**SOURCE MATERIAL:**
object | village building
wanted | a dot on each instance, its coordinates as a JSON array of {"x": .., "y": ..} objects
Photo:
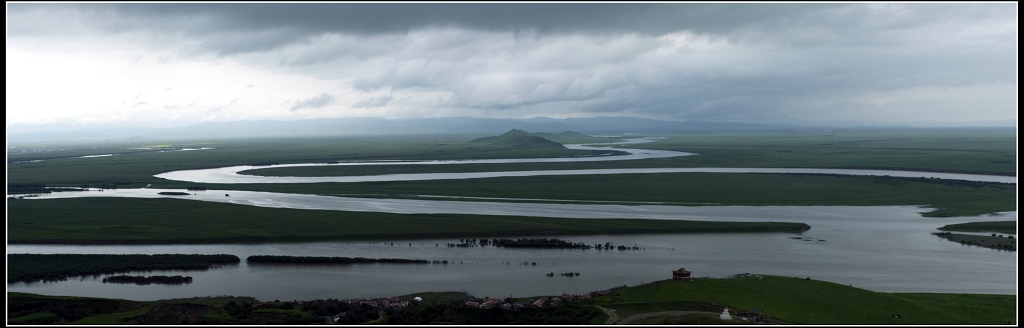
[{"x": 681, "y": 274}]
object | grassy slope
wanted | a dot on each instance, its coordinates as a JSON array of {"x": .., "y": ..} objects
[
  {"x": 170, "y": 220},
  {"x": 993, "y": 227},
  {"x": 786, "y": 298},
  {"x": 811, "y": 301}
]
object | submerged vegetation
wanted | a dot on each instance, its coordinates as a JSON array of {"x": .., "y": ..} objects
[
  {"x": 34, "y": 268},
  {"x": 762, "y": 298},
  {"x": 994, "y": 241},
  {"x": 142, "y": 280},
  {"x": 329, "y": 260},
  {"x": 126, "y": 220},
  {"x": 988, "y": 227}
]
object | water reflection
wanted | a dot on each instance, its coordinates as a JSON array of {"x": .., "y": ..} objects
[{"x": 878, "y": 248}]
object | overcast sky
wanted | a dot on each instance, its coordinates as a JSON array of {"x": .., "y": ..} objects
[{"x": 170, "y": 65}]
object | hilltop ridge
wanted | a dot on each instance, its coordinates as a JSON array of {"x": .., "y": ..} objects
[{"x": 518, "y": 138}]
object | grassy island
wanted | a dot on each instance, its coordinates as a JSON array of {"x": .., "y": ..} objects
[
  {"x": 328, "y": 260},
  {"x": 181, "y": 221},
  {"x": 33, "y": 268},
  {"x": 991, "y": 227},
  {"x": 143, "y": 280},
  {"x": 764, "y": 298}
]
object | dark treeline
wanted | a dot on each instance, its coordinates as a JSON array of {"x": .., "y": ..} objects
[
  {"x": 33, "y": 268},
  {"x": 174, "y": 193},
  {"x": 142, "y": 280},
  {"x": 536, "y": 243},
  {"x": 329, "y": 259},
  {"x": 456, "y": 313},
  {"x": 38, "y": 189},
  {"x": 66, "y": 311}
]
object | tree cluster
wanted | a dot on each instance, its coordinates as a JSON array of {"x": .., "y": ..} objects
[
  {"x": 329, "y": 259},
  {"x": 142, "y": 280},
  {"x": 33, "y": 268}
]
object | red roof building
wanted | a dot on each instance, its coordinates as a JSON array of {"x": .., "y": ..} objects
[{"x": 680, "y": 274}]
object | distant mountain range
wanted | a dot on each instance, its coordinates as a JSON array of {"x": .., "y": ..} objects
[
  {"x": 520, "y": 138},
  {"x": 382, "y": 126}
]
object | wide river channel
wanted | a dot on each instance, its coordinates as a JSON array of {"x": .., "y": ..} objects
[{"x": 881, "y": 248}]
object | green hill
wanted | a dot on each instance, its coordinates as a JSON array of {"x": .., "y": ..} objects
[{"x": 518, "y": 138}]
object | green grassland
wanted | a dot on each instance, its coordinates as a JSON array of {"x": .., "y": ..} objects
[
  {"x": 949, "y": 198},
  {"x": 784, "y": 299},
  {"x": 993, "y": 227},
  {"x": 113, "y": 220},
  {"x": 980, "y": 151},
  {"x": 809, "y": 301}
]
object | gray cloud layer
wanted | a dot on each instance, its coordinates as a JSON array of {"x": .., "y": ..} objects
[{"x": 813, "y": 63}]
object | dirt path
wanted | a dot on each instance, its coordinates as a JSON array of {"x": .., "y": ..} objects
[
  {"x": 612, "y": 317},
  {"x": 631, "y": 319}
]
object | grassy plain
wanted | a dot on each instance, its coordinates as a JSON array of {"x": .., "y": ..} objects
[
  {"x": 116, "y": 220},
  {"x": 950, "y": 198},
  {"x": 788, "y": 299},
  {"x": 981, "y": 151},
  {"x": 810, "y": 301}
]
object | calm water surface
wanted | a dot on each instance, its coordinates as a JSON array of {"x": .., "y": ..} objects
[{"x": 877, "y": 248}]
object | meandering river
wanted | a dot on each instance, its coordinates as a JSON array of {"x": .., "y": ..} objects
[{"x": 882, "y": 248}]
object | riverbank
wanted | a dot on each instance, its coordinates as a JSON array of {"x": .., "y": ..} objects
[
  {"x": 949, "y": 198},
  {"x": 771, "y": 298},
  {"x": 805, "y": 300},
  {"x": 129, "y": 220},
  {"x": 994, "y": 241},
  {"x": 991, "y": 227}
]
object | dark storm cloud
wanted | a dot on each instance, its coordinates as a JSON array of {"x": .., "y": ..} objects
[
  {"x": 314, "y": 103},
  {"x": 227, "y": 28},
  {"x": 696, "y": 62},
  {"x": 395, "y": 17}
]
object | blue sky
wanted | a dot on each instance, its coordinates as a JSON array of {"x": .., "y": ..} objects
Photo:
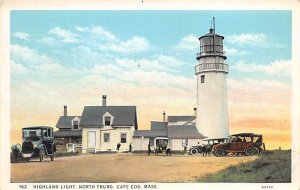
[
  {"x": 147, "y": 59},
  {"x": 163, "y": 30}
]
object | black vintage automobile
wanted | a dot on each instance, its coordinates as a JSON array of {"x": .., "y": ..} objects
[
  {"x": 248, "y": 144},
  {"x": 200, "y": 148},
  {"x": 38, "y": 142}
]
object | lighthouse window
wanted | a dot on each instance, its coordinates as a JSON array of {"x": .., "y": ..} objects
[{"x": 202, "y": 78}]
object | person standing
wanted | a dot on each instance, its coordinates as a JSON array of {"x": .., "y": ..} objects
[
  {"x": 130, "y": 148},
  {"x": 118, "y": 146},
  {"x": 149, "y": 148}
]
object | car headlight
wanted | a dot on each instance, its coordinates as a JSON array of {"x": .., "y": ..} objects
[{"x": 34, "y": 144}]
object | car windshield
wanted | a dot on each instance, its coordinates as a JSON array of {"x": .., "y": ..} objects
[{"x": 32, "y": 132}]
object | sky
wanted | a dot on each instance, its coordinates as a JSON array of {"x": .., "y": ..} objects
[{"x": 147, "y": 59}]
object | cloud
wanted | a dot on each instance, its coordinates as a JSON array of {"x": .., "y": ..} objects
[
  {"x": 17, "y": 68},
  {"x": 21, "y": 35},
  {"x": 276, "y": 68},
  {"x": 99, "y": 31},
  {"x": 65, "y": 35},
  {"x": 159, "y": 62},
  {"x": 49, "y": 41},
  {"x": 188, "y": 43},
  {"x": 134, "y": 44},
  {"x": 249, "y": 39},
  {"x": 235, "y": 52},
  {"x": 25, "y": 55}
]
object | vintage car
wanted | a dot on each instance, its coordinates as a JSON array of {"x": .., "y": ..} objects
[
  {"x": 248, "y": 144},
  {"x": 194, "y": 150},
  {"x": 37, "y": 142}
]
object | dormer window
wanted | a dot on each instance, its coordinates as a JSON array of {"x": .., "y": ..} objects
[
  {"x": 107, "y": 120},
  {"x": 75, "y": 125}
]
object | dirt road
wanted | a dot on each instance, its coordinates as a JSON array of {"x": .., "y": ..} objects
[{"x": 121, "y": 168}]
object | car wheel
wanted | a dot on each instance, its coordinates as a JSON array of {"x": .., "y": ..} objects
[
  {"x": 256, "y": 150},
  {"x": 249, "y": 151},
  {"x": 219, "y": 152},
  {"x": 13, "y": 158},
  {"x": 194, "y": 151},
  {"x": 41, "y": 155}
]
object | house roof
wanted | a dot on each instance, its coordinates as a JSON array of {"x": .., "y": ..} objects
[
  {"x": 38, "y": 127},
  {"x": 149, "y": 133},
  {"x": 66, "y": 121},
  {"x": 68, "y": 133},
  {"x": 184, "y": 131},
  {"x": 158, "y": 126},
  {"x": 181, "y": 118},
  {"x": 123, "y": 115}
]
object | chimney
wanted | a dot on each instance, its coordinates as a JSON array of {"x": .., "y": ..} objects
[
  {"x": 104, "y": 100},
  {"x": 65, "y": 110},
  {"x": 195, "y": 112}
]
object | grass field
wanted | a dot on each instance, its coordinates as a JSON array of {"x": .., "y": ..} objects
[{"x": 270, "y": 167}]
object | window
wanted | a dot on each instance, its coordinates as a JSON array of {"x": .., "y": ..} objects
[
  {"x": 184, "y": 142},
  {"x": 107, "y": 120},
  {"x": 45, "y": 133},
  {"x": 202, "y": 78},
  {"x": 123, "y": 137},
  {"x": 106, "y": 137},
  {"x": 75, "y": 125}
]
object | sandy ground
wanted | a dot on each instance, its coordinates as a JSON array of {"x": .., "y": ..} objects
[{"x": 121, "y": 168}]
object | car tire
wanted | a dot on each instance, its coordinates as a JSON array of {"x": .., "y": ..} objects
[
  {"x": 219, "y": 152},
  {"x": 256, "y": 150},
  {"x": 41, "y": 155},
  {"x": 194, "y": 151},
  {"x": 250, "y": 151},
  {"x": 13, "y": 158}
]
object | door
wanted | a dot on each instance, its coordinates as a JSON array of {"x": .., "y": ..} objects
[{"x": 91, "y": 139}]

**EXERCISE DESCRIPTION:**
Your answer must be the exact lines from the start of the data through the line with "object | red roof building", inclusive, and nothing else; pictures do not belong in it.

**SOLUTION FOR THIS TASK:**
object | village building
wanted | a dot on each instance, its coordinates as a JSON array of {"x": .., "y": ..} objects
Photo:
[{"x": 681, "y": 274}]
object | grassy slope
wanted | a dot on each instance, its coordinates as a JSON array of {"x": .., "y": ..} objects
[
  {"x": 170, "y": 220},
  {"x": 993, "y": 227},
  {"x": 786, "y": 298},
  {"x": 811, "y": 301}
]
object | submerged vegetation
wanted | a dot on each instance, its coordinates as a JSON array of {"x": .., "y": ..} objects
[
  {"x": 34, "y": 268},
  {"x": 762, "y": 298},
  {"x": 994, "y": 241},
  {"x": 142, "y": 280},
  {"x": 329, "y": 260},
  {"x": 126, "y": 220},
  {"x": 988, "y": 227}
]
object | water reflection
wanted | a dot on each instance, its coordinates as a JSON array of {"x": .., "y": ..} objects
[{"x": 878, "y": 248}]
object | overcast sky
wanted | a dot on each instance, its coordinates as a JSON array of {"x": .., "y": ..} objects
[{"x": 170, "y": 65}]
object | hilltop ridge
wanted | a dot on each instance, its coordinates as a JSON array of {"x": .., "y": ..} objects
[{"x": 518, "y": 138}]
object | grassy island
wanted | a dot on each instance, its coordinates as a JSON array of {"x": .., "y": ..} objects
[
  {"x": 328, "y": 260},
  {"x": 181, "y": 221},
  {"x": 33, "y": 268},
  {"x": 991, "y": 227},
  {"x": 143, "y": 280},
  {"x": 764, "y": 298}
]
object | dark treeline
wanted | a dot on each instance, its coordinates as a JSON array of {"x": .., "y": ..} objects
[
  {"x": 33, "y": 268},
  {"x": 174, "y": 193},
  {"x": 142, "y": 280},
  {"x": 536, "y": 243},
  {"x": 329, "y": 259},
  {"x": 456, "y": 313},
  {"x": 38, "y": 189},
  {"x": 66, "y": 311}
]
object | tree cluster
wanted | a dot on each instance, its coordinates as a JSON array of {"x": .., "y": ..} objects
[
  {"x": 329, "y": 259},
  {"x": 142, "y": 280},
  {"x": 33, "y": 268}
]
object | red roof building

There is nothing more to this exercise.